Guidelines for finishing your trucking business plan.
By Timothy Brady

In the last post I discussed the details necessary to assemble your business’s financial data. While these profit and loss projections, balance sheets, budgets and cash flow expectations are important, they represent only part of the information required to map out your success. In this post, I’m going to discuss the other components of a business plan.

 

This is where your financial data comes into play. A good plan requires the right data, details about your vision, forethought of how you’re going to implement these ideas and continuing self-evaluation. Taking a dream to certainty requires several doses of reality along the way.

Here are the components of a trucking business plan:

Determine your personal net worth.
A relatively simple task of adding up your financial assets (cash, bank account(s), savings, stock, bonds, etc. and the value of tangible objects you own) and subtracting what you owe (credit card balances, mortgage, auto loans, personal loans, taxes, etc.). This tells you if you can afford to start a trucking business. If you start from behind the eight ball, that’s where you will most likely finish.

Your Trucking Company’s Business Concept and Objectives
What type of trucking operation (flatbed, refrigerated, truckload, LTL, etc.)? Where will      you operate (48 states, regional, local, specific corridor)? How many trucks will you start with? How many will you add? Extend this two, three, and five years out in setting your goals.

Trucking Business Trends and Overview:
What is the expected growth of the industry segment you’re planning on servicing? Who are your direct competitors? Is there a special niche you’re planning on filling, or are you going to be one of the pack? Who are the leaders in this segment? How are you going to compete with them? (If your answer is ‘price,’ stop right here, because you are most likely fooling yourself. Competing on price alone won’t keep you in business for very long.) The most important question: Will there be enough loads at a reasonable rate to insure you will meet financial objectives?

**Jobs:**
#1 Reproduce the part of the trucking business plan article starting at "Guidelines for finishing" and ending at "personal net worth.".
#2 Translate this sentence from the trucking business plan article into Spanish: "Competing on price alone won’t keep you in business for very long."
#3 Extend the trucking business plan article by writing what comes after its final sentence.

**Data:**
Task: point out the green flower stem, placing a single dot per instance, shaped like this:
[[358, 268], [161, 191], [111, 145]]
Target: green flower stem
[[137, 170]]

**Exercise answers:**
#1
Guidelines for finishing your trucking business plan.
By Timothy Brady

In the last post I discussed the details necessary to assemble your business’s financial data. While these profit and loss projections, balance sheets, budgets and cash flow expectations are important, they represent only part of the information required to map out your success. In this post, I’m going to discuss the other components of a business plan.

 

This is where your financial data comes into play. A good plan requires the right data, details about your vision, forethought of how you’re going to implement these ideas and continuing self-evaluation. Taking a dream to certainty requires several doses of reality along the way.

Here are the components of a trucking business plan:

Determine your personal net worth.

#2 Competir únicamente en precio no le permitirá mantenerse en el negocio por mucho tiempo.

#3
Specialty Niche:
What’s setting you apart from the rest of the pack? What is your cutting-edge idea for improving service to your shippers? How will you implement this idea?

Strength and Weakness Analysis:
How will you measure up to others hauling the same tonnage? Who are your primary competitors? Secondary competitors?  Know how you rank with your competitors and you’ll know how to deal with them.

Marketing Strategy:
How are you going to let potential customers know you exist? (Are you doing all the cold-calling, selling and follow-up? Or are you relying on a trucking company or broker for these services?)  How are you going to communicate with current customers to keep them loyal? What is the total market share available in the segment of the freight industry you plan to service? What amount of market penetration are you intending to achieve in the first, second, third year and so on? What market share do you need to reach financial goals during each of these periods? What is it going to cost in advertising, public relations and promotions to attain this market share? Or, what are the costs of a trucking company or broker handling the sales and follow-up?

Did I mention it’s a whole lot less expensive to make mistakes during the planning process than to find out you can’t generate the required revenue in the niche you’ve chosen to support the cost of doing business? Writing a business plan and your continual evaluation of its details will provide the ability to see mistakes before you actually make them. You’d never start a load without detailed directions including how to get where you’re going and rechecking those directions along the way. Just as weather, road construction, or a more efficient means to arrive at your destination is the effect of mapping your trip and evaluating it along the way, your business plan becomes the process where you avoid the pitfalls of financial downturns, increased costs, or changing environment of the niche you’ve selected.

You wouldn’t roll down the road without knowing where you are headed; why would you not do the same when you jump on the highway of business? Invest your time before you devote your hard-earned dollars to your own business. It will be an investment you’ll never regret.

Good roads and great loads, everyone.